DIRECTIVE>
Leave out all pictures and retype exactly the lines from the one with "column in the photo above." through the last line of the material.

DATA EXCERPTS>

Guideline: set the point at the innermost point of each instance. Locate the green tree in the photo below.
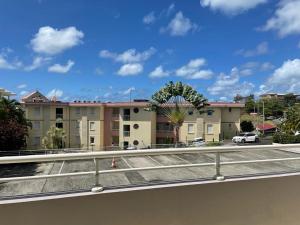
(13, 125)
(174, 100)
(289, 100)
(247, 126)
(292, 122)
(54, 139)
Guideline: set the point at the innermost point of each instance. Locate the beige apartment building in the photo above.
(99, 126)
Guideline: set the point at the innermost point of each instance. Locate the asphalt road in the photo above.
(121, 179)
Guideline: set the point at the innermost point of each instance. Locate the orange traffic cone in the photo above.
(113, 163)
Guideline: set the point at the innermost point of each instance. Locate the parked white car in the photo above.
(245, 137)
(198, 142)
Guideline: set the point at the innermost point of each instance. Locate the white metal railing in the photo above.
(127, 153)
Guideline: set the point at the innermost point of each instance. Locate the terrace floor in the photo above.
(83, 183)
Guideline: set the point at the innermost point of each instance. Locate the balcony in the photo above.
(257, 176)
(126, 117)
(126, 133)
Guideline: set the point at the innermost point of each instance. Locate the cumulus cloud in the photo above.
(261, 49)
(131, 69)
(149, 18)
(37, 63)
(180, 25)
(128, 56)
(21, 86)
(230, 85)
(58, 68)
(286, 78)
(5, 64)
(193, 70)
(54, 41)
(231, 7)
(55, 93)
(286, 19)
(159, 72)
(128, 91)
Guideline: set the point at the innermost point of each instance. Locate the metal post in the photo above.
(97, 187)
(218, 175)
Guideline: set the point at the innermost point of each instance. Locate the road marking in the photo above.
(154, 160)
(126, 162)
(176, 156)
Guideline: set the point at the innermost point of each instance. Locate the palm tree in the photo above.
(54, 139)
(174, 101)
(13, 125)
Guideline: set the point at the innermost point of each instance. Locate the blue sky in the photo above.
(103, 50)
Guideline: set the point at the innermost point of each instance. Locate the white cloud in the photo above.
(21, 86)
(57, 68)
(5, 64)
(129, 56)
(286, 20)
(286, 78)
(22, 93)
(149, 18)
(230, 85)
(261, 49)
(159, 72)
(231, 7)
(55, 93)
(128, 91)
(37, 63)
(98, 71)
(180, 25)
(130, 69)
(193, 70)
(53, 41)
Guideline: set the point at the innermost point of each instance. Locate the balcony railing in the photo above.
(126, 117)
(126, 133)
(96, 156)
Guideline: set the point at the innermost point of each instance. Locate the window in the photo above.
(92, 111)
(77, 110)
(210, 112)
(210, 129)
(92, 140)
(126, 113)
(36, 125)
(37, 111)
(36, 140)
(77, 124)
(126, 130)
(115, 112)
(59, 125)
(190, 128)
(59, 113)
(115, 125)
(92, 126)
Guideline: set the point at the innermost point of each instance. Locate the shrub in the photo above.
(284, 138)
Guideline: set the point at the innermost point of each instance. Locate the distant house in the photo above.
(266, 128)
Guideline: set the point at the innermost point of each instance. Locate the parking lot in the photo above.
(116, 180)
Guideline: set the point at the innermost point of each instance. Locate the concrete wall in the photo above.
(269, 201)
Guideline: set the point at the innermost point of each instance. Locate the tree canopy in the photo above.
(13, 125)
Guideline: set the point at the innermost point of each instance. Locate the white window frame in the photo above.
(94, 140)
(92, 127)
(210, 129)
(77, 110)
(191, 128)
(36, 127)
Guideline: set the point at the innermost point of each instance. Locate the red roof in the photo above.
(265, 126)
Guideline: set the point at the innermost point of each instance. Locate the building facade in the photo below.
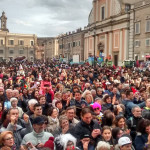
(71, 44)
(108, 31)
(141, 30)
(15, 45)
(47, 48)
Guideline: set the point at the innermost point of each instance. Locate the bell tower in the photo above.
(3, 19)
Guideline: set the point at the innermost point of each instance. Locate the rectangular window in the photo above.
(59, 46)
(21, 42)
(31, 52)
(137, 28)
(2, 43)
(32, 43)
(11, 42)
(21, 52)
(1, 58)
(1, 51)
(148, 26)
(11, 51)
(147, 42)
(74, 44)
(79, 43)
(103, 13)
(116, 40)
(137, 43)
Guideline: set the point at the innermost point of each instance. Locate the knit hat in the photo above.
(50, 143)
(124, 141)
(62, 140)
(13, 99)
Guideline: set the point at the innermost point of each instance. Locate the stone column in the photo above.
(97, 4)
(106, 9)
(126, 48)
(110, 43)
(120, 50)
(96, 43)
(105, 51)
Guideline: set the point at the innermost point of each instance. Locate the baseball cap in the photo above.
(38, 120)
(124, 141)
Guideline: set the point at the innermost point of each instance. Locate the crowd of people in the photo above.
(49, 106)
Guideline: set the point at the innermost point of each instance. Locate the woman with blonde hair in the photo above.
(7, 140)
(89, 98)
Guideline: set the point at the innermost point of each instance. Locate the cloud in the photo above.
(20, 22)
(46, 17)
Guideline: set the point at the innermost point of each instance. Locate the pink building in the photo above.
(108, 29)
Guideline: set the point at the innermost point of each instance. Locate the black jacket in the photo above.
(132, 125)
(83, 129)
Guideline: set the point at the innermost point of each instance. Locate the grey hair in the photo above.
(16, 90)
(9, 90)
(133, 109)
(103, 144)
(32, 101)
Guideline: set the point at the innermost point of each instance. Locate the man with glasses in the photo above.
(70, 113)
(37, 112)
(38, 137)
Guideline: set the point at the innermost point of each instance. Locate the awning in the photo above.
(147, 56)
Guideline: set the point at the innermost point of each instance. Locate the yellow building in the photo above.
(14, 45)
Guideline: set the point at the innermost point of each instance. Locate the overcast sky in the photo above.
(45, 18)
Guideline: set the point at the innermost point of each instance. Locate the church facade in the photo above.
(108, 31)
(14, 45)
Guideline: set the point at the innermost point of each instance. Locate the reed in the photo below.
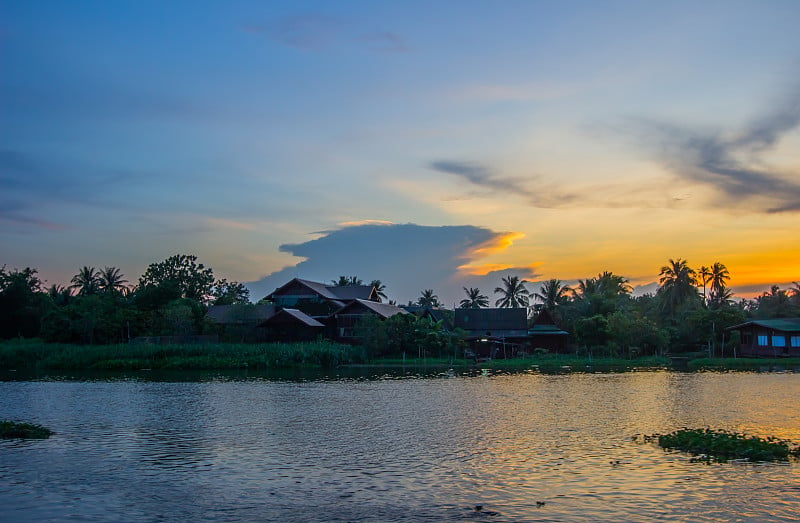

SOLUTION TO THE EXERCISE>
Guideline: set the point at the innermost point of each instance. Locate the stone column in the photo above.
(97, 4)
(106, 9)
(126, 48)
(110, 43)
(120, 50)
(96, 43)
(105, 51)
Guideline: set the point at the innermost point of each instance. Locate the baseball cap in the photo above.
(38, 120)
(124, 141)
Guideline: set the point at the innermost point of each instance. Locate the crowd of people in the photo above.
(49, 106)
Guideline: set the point at the innermost point of each instance. Locate the woman with blonde hair in the photo above.
(7, 140)
(89, 98)
Guideline: set the point at the innermost point of each instance. Locate the cloud in the photo above.
(20, 22)
(46, 17)
Guideline: set the point at the innermost point of each instance. Locate the pink building in the photo above.
(108, 29)
Guideline: set the point at the innermost point of each instance. Locate the black jacket in the photo above.
(132, 125)
(83, 129)
Guideline: set the point at the innermost point of each instance. Locate the grey hair in the photo above.
(16, 90)
(9, 90)
(133, 109)
(103, 144)
(32, 101)
Guideline: set the point at the innermost point of each instance. Locate the man with glasses in the photo above.
(70, 113)
(37, 112)
(38, 137)
Guideline: set the point at the innermost point of each instance. Locate the awning in the photo above.
(147, 56)
Guideline: set the point at the innermost point of each instance. Locate the yellow building in the photo above.
(14, 45)
Guideline: set the point at the innermost point of each instance. Locate the overcast sky in the photo above.
(45, 18)
Guideline: set the point at the innermost point of each instance. Locate the church facade in the photo above.
(108, 31)
(14, 45)
Guideline: set the point at the innermost point of each instance. Locate the reed in the photo below.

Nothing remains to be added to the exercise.